_What is asked_: Pull from the data every line that contains the string "jacket". Match case exactly.

_Information given_:
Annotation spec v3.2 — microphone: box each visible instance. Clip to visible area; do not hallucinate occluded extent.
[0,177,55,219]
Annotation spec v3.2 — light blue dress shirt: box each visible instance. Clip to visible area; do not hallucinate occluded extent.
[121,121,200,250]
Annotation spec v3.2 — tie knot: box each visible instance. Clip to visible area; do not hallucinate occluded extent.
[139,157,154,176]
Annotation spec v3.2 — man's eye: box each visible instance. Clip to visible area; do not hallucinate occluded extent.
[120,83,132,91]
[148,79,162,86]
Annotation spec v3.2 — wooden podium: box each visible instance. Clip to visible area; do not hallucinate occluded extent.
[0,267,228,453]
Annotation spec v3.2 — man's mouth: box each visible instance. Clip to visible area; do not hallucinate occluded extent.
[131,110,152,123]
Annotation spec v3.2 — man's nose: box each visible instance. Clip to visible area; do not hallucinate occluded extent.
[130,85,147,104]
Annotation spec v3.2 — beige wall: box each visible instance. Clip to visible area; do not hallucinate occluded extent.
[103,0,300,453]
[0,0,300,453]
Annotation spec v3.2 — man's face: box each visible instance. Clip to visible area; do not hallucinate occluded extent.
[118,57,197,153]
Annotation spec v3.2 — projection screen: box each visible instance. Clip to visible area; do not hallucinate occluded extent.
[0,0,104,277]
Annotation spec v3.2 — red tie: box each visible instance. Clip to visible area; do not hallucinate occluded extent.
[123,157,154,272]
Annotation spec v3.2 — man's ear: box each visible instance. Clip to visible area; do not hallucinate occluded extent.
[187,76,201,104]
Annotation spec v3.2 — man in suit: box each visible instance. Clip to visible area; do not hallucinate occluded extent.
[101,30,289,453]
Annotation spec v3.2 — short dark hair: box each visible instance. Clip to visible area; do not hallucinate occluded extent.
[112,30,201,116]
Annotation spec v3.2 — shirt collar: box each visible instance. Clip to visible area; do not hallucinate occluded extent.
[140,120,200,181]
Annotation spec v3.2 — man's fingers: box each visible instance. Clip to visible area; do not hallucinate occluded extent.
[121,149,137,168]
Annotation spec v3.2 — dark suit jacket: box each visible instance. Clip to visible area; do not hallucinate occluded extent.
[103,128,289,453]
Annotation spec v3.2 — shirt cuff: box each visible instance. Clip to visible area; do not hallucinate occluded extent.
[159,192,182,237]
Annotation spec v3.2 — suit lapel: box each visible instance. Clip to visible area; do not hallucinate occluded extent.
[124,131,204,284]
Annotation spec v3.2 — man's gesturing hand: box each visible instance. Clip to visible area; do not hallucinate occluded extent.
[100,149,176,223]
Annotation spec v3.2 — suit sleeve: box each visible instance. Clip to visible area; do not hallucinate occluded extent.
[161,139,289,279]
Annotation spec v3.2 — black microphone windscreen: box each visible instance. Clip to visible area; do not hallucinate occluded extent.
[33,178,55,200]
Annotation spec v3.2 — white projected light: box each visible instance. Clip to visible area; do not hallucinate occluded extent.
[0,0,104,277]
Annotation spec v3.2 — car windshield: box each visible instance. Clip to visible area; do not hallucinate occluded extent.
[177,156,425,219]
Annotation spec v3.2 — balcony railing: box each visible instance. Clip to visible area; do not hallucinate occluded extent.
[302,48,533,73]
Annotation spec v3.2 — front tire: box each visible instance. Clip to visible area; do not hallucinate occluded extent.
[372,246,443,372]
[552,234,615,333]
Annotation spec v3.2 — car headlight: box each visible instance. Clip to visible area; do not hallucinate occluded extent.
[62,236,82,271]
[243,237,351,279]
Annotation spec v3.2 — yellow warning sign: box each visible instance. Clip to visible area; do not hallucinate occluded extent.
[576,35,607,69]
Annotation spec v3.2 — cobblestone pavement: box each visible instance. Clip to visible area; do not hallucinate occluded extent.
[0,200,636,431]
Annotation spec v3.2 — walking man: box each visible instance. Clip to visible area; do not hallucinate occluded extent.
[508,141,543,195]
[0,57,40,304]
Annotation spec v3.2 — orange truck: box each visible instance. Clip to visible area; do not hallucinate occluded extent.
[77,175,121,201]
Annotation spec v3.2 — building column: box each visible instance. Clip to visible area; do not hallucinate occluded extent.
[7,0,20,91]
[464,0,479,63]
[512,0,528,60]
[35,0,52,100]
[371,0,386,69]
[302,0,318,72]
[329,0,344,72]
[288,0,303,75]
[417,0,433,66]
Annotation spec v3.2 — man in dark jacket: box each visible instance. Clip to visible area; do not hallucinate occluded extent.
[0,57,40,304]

_Answer to this task_:
Annotation spec v3.2 — dark suit jacket: box each visible instance. Clip to visible area; do not hallucinate occluded extent.
Annotation spec v3.2 — man in dark jacket: box each visible instance. Clip to visible area; do not hallucinate occluded extent.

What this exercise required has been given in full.